--- Dataset entries ---
▼▼▼

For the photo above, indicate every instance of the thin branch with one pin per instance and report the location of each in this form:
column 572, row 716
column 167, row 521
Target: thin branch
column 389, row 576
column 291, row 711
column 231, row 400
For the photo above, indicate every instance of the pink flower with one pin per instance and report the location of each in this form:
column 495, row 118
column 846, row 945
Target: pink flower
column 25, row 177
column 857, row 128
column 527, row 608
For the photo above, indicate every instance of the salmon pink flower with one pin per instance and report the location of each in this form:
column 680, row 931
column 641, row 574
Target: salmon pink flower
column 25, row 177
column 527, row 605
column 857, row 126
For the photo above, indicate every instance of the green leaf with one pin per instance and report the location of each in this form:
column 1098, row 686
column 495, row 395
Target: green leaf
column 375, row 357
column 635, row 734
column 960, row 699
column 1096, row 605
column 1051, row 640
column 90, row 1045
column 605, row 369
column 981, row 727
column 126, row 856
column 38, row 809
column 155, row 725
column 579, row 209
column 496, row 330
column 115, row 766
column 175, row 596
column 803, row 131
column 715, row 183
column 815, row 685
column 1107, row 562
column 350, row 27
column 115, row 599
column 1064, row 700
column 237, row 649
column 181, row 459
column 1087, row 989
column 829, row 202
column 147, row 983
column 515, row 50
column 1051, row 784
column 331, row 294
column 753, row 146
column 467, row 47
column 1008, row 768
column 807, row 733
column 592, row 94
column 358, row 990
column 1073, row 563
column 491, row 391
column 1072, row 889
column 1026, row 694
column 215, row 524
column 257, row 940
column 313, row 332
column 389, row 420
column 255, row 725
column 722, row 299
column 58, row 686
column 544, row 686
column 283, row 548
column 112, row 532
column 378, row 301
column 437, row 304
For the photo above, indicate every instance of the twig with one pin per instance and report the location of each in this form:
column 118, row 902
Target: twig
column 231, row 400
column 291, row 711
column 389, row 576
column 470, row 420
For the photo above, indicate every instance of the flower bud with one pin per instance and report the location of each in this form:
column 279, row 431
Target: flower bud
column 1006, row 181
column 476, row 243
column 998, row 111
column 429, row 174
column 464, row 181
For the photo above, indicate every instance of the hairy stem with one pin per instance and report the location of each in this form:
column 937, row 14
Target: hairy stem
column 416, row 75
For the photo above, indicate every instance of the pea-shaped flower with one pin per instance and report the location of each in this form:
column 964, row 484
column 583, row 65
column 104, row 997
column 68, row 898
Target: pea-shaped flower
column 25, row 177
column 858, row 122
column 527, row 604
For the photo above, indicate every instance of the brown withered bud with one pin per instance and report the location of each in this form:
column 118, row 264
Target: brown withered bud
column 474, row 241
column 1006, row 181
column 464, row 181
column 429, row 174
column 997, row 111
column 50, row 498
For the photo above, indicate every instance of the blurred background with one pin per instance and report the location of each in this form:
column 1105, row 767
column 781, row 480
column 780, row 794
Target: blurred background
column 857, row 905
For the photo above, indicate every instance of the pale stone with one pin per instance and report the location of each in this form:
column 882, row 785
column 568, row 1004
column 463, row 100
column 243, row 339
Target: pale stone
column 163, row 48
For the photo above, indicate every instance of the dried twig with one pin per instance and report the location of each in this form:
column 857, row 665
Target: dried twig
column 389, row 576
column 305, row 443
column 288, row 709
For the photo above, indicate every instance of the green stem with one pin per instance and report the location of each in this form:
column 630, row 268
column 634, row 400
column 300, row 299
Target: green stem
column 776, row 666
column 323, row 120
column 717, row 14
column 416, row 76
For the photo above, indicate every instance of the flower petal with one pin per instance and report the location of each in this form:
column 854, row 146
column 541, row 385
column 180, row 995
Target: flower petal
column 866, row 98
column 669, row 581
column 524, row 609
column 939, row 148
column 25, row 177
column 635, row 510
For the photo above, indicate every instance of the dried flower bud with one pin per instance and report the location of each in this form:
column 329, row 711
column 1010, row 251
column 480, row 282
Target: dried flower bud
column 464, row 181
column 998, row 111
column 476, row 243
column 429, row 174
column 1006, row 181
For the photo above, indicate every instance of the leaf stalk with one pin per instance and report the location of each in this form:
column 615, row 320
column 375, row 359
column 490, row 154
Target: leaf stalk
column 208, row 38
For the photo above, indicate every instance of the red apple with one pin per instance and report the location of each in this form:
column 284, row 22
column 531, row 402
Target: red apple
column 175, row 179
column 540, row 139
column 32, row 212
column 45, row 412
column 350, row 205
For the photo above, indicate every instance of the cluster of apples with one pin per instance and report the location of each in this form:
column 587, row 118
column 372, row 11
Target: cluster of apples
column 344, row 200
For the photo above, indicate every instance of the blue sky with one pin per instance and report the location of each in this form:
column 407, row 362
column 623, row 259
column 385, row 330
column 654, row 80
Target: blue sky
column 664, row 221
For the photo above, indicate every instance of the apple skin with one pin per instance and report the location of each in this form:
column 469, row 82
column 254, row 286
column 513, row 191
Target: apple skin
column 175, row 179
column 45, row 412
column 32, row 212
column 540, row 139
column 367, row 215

▲▲▲

--- Stated problem ---
Lay out every line of the records above as a Markdown table with the columns "No." and "Entry", numbering the rows in order and skipping any blank lines.

--- Response below ---
| No. | Entry |
|---|---|
| 1 | For the photo above, indicate every instance of the thin branch with one pin per instance and report the location of each in this form: |
| 2 | column 572, row 716 |
| 3 | column 167, row 521 |
| 4 | Target: thin branch |
| 5 | column 389, row 576 |
| 6 | column 291, row 711 |
| 7 | column 231, row 400 |
| 8 | For the photo above, indicate every instance of the pink flower with one pin per instance and report the location of each in this form: |
| 9 | column 495, row 118 |
| 10 | column 846, row 945 |
| 11 | Target: pink flower |
| 12 | column 25, row 177 |
| 13 | column 857, row 128 |
| 14 | column 527, row 608 |
| 15 | For the photo above, indicate every instance of the salmon pink flower with one pin per instance and report the location of each in this form: |
| 16 | column 680, row 931 |
| 17 | column 641, row 574 |
| 18 | Target: salmon pink flower |
| 19 | column 25, row 177 |
| 20 | column 527, row 605 |
| 21 | column 857, row 126 |
| 22 | For the photo above, indicate every instance of the green leaf with one pin per instance and report the location of each in this form: |
| 23 | column 1098, row 686 |
| 24 | column 495, row 395 |
| 25 | Target: green leaf |
| 26 | column 375, row 357 |
| 27 | column 635, row 734 |
| 28 | column 960, row 699 |
| 29 | column 1096, row 605 |
| 30 | column 1051, row 640 |
| 31 | column 90, row 1045 |
| 32 | column 605, row 369 |
| 33 | column 981, row 727 |
| 34 | column 126, row 856 |
| 35 | column 38, row 809 |
| 36 | column 155, row 725 |
| 37 | column 579, row 209 |
| 38 | column 496, row 330 |
| 39 | column 115, row 766 |
| 40 | column 175, row 596 |
| 41 | column 803, row 131 |
| 42 | column 715, row 183 |
| 43 | column 815, row 685 |
| 44 | column 1107, row 562 |
| 45 | column 350, row 27 |
| 46 | column 115, row 599 |
| 47 | column 1064, row 700 |
| 48 | column 237, row 649 |
| 49 | column 181, row 459 |
| 50 | column 1087, row 989 |
| 51 | column 829, row 202 |
| 52 | column 147, row 983 |
| 53 | column 515, row 50 |
| 54 | column 1051, row 784 |
| 55 | column 331, row 294 |
| 56 | column 753, row 146 |
| 57 | column 467, row 47 |
| 58 | column 1008, row 768 |
| 59 | column 807, row 733 |
| 60 | column 592, row 94 |
| 61 | column 358, row 990 |
| 62 | column 1073, row 563 |
| 63 | column 491, row 391 |
| 64 | column 1072, row 889 |
| 65 | column 1026, row 694 |
| 66 | column 215, row 524 |
| 67 | column 257, row 940 |
| 68 | column 313, row 332 |
| 69 | column 389, row 420 |
| 70 | column 255, row 725 |
| 71 | column 722, row 299 |
| 72 | column 58, row 686 |
| 73 | column 544, row 686 |
| 74 | column 283, row 548 |
| 75 | column 112, row 532 |
| 76 | column 378, row 301 |
| 77 | column 437, row 304 |
| 78 | For the photo above, indicate every instance of the twig with one pin per instance and report the location of each in this form: |
| 79 | column 118, row 902 |
| 80 | Target: twig |
| 81 | column 231, row 400 |
| 82 | column 291, row 711 |
| 83 | column 389, row 576 |
| 84 | column 470, row 420 |
| 85 | For the photo above, indicate every instance of the flower bud with one pin per instance and report the location of each in this form: |
| 86 | column 279, row 431 |
| 87 | Target: flower bud |
| 88 | column 1006, row 181 |
| 89 | column 476, row 243 |
| 90 | column 998, row 111 |
| 91 | column 429, row 174 |
| 92 | column 464, row 181 |
| 93 | For the photo above, indicate every instance of the hairy stem with one pin per instance and report the location of each in this form: |
| 94 | column 937, row 14 |
| 95 | Target: hairy stem |
| 96 | column 416, row 75 |
| 97 | For the photo above, indicate every instance of the pea-shaped flower with one pin per instance and report the location of each in this form: |
| 98 | column 964, row 484 |
| 99 | column 583, row 65 |
| 100 | column 104, row 997 |
| 101 | column 68, row 898 |
| 102 | Target: pea-shaped flower |
| 103 | column 25, row 177 |
| 104 | column 858, row 122 |
| 105 | column 527, row 604 |
| 106 | For the photo above, indicate every instance of the brown withered bud with one pin per instance and report the location of each in this form: |
| 107 | column 118, row 264 |
| 108 | Target: brown withered bud |
| 109 | column 474, row 241 |
| 110 | column 1006, row 181 |
| 111 | column 464, row 181 |
| 112 | column 429, row 174 |
| 113 | column 997, row 111 |
| 114 | column 50, row 498 |
| 115 | For the photo above, indicate every instance of the blurred background with one pin per instance and report the location of each in this form: |
| 116 | column 1105, row 767 |
| 117 | column 781, row 480 |
| 118 | column 780, row 794 |
| 119 | Target: blurred background |
| 120 | column 857, row 905 |
| 121 | For the photo above, indicate every instance of the pale stone with one pin per instance and report the location of each in this form: |
| 122 | column 882, row 785 |
| 123 | column 568, row 1004 |
| 124 | column 463, row 100 |
| 125 | column 243, row 339 |
| 126 | Target: pale stone |
| 127 | column 163, row 48 |
| 128 | For the photo above, indicate every instance of the dried twig with one pin per instance and report the location of each in this form: |
| 129 | column 857, row 665 |
| 130 | Target: dried twig |
| 131 | column 389, row 576 |
| 132 | column 305, row 443 |
| 133 | column 288, row 709 |
| 134 | For the photo above, indicate every instance of the green stem with one pin per instance and report the location of each in this form: |
| 135 | column 630, row 268 |
| 136 | column 634, row 400 |
| 137 | column 300, row 299 |
| 138 | Target: green stem |
| 139 | column 776, row 666 |
| 140 | column 323, row 120 |
| 141 | column 717, row 14 |
| 142 | column 416, row 76 |
| 143 | For the photo above, indicate every instance of the flower petal with one pin per instance and report the location of each in this form: |
| 144 | column 854, row 146 |
| 145 | column 541, row 385 |
| 146 | column 180, row 995 |
| 147 | Target: flower petal |
| 148 | column 866, row 98 |
| 149 | column 669, row 581 |
| 150 | column 524, row 609 |
| 151 | column 939, row 148 |
| 152 | column 25, row 177 |
| 153 | column 635, row 510 |
| 154 | For the photo above, indicate every instance of the dried flower bud with one pin per instance and report the location of each in this form: |
| 155 | column 329, row 711 |
| 156 | column 1010, row 251 |
| 157 | column 480, row 282 |
| 158 | Target: dried flower bud |
| 159 | column 464, row 181 |
| 160 | column 998, row 111 |
| 161 | column 476, row 243 |
| 162 | column 429, row 174 |
| 163 | column 1006, row 181 |
| 164 | For the photo above, indicate every instance of the leaf stalk with one pin per instance and report the location of each in this form: |
| 165 | column 615, row 320 |
| 166 | column 375, row 359 |
| 167 | column 490, row 154 |
| 168 | Target: leaf stalk |
| 169 | column 208, row 38 |
| 170 | For the photo above, indicate every instance of the red apple with one pin per instance and report the location of each in this form: |
| 171 | column 284, row 22 |
| 172 | column 531, row 402 |
| 173 | Target: red apple |
| 174 | column 175, row 179 |
| 175 | column 540, row 139 |
| 176 | column 32, row 212 |
| 177 | column 45, row 412 |
| 178 | column 350, row 205 |
| 179 | For the photo above, indicate every instance of the cluster of apples with one pin per instance and report the location of each in this form: |
| 180 | column 587, row 118 |
| 181 | column 372, row 11 |
| 182 | Target: cluster of apples |
| 183 | column 344, row 200 |
| 184 | For the photo above, indicate every instance of the blue sky with one pin per instance and report the location of each in this form: |
| 185 | column 407, row 362 |
| 186 | column 623, row 259 |
| 187 | column 385, row 330 |
| 188 | column 654, row 80 |
| 189 | Target: blue sky |
| 190 | column 664, row 221 |
| 191 | For the photo above, indicate every instance of the apple skin with one pin per instance and report the location of each in this form: |
| 192 | column 469, row 82 |
| 193 | column 254, row 286 |
| 194 | column 513, row 191 |
| 195 | Target: apple skin |
| 196 | column 175, row 179 |
| 197 | column 45, row 412 |
| 198 | column 32, row 212 |
| 199 | column 540, row 139 |
| 200 | column 367, row 215 |